— BEGIN Given information —

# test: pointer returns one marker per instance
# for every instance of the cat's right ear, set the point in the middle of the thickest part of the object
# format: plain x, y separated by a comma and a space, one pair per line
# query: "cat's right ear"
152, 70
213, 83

— END Given information —

* _Written instruction_
Copy the lines above word for word, keeping each line and every character unchanged.

* _Task output_
# test: pointer returns one marker per instance
# for every instance of the cat's right ear, set the point in the middle of the thickest part of the object
# format: plain x, y separated by a comma and a space, one pair per line
# query: "cat's right ear"
152, 70
213, 83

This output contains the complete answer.